### Provided passage

━━━━━━━━━━━━━━━━━━━━

From International Mining and Materials, May 2001, No 41

**Practical Geostatistics 2000 **by Isobel Clark and William V Harper

This book is a continuation and enlargement of Dr Clark's 1979 *Practical Geostatistics*; it is not an account of state of the art geostatistics at the millenium. It is also available on CD, which includes the data and software so that the analyses can be reproduced by self-teachers.

Ten data sets, taken from a variety of sources, are used throughout the book in a series of worked examples to illustrate the various applications of statistics and geostatistics. There is a heavy emphasis on ordinary statistics as the book is divided into three parts: 184 pages of statistics, 158 of geostatistics and 39 of tables. The ten data sets are listed also.

The first section begins with the simple statistics of means, variances, skewness and kurtosis. The next covers normal, lognormal, discrete, eg Poisson, and compound distributions which include Sichel's t-distribution. The usual hypothesis tests follow and the final section covers regression and trend surfaces. What distinguishes the first section from the usual dry text of a statistics primer is a wealth of pointed comment, which many may well find useful. Mathematics are not avoided. They are, instead, explained in the simplest possible terms and, as stated, illustrated by reference to worked examples based on the data sets. There may be more statistics here than are needed for everyday usage, but that is probably better than neglecting the finer points completely.

━━━━━━━━━━━━━━━━━━━━

### Supplied data
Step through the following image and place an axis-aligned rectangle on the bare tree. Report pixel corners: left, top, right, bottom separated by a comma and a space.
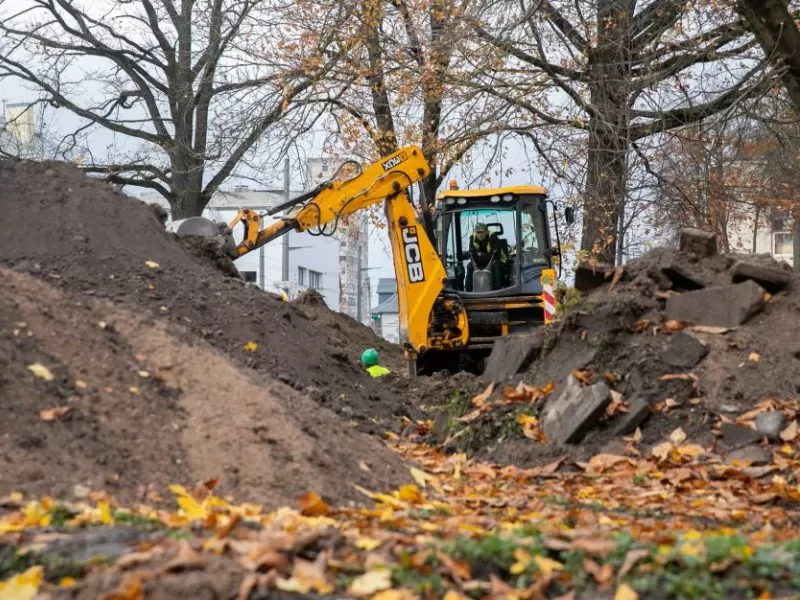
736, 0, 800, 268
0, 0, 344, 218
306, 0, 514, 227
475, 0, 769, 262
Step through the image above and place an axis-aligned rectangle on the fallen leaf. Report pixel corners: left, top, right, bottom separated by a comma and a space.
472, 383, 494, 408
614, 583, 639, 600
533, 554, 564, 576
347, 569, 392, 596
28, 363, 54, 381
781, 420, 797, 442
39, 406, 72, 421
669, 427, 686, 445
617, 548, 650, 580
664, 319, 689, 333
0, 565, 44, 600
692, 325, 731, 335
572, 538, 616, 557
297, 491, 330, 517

━━━━━━━━━━━━━━━━━━━━

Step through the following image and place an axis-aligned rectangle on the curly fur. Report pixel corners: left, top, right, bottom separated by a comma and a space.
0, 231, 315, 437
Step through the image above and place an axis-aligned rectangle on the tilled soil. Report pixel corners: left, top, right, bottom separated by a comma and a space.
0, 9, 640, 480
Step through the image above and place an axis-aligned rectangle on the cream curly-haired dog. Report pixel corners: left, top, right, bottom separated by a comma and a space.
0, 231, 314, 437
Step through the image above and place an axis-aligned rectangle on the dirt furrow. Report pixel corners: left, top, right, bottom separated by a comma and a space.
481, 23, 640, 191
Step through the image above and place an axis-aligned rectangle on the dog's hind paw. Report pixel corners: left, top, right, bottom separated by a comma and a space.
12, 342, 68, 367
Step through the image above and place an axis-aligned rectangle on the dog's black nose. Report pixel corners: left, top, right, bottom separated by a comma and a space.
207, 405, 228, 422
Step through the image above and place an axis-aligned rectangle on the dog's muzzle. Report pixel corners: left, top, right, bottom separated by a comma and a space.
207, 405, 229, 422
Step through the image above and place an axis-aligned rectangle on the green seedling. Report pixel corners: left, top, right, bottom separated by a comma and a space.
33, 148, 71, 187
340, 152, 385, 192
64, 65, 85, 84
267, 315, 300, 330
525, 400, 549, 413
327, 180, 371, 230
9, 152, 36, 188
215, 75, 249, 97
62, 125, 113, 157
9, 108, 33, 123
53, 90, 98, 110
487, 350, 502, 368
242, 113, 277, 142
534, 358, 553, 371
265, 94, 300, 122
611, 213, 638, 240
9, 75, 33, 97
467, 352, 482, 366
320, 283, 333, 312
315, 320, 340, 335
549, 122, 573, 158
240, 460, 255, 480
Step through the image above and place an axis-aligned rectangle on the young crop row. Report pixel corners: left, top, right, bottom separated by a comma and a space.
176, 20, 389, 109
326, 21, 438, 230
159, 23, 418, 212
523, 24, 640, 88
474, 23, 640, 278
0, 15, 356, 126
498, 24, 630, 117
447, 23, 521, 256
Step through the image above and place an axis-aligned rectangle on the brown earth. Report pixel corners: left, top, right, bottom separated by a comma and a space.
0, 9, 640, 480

━━━━━━━━━━━━━━━━━━━━

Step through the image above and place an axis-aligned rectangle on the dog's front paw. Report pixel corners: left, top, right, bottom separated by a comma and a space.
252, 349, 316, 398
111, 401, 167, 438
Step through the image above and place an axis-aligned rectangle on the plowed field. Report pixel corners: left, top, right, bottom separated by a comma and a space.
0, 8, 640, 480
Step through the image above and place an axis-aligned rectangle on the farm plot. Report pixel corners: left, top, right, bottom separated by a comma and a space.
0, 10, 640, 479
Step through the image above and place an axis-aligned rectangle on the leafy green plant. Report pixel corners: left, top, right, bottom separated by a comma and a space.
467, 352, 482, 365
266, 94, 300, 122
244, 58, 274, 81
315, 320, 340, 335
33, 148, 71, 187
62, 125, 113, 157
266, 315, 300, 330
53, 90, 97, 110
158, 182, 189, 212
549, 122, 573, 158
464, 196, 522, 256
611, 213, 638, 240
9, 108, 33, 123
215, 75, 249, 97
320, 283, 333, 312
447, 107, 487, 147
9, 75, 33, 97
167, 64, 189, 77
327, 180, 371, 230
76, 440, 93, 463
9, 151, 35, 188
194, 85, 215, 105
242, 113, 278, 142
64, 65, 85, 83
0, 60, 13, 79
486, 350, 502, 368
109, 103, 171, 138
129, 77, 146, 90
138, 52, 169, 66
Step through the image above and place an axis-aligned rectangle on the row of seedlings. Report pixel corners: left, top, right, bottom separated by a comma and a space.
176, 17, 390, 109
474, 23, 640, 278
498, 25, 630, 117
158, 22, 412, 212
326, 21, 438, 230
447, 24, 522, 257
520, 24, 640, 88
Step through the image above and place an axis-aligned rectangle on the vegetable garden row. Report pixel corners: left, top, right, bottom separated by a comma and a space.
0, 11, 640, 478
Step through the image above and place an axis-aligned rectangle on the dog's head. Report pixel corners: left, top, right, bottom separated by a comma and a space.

━━━━━━━━━━━━━━━━━━━━

### Complete the following
1) In the book review, how many pages of the book are given to geostatistics?
2) Repeat the part of the book review between "This book is" and "reproduced by self-teachers.", inclusive.

### Solution set
1) 158 pages.

2)
This book is a continuation and enlargement of Dr Clark's 1979 *Practical Geostatistics*; it is not an account of state of the art geostatistics at the millenium. It is also available on CD, which includes the data and software so that the analyses can be reproduced by self-teachers.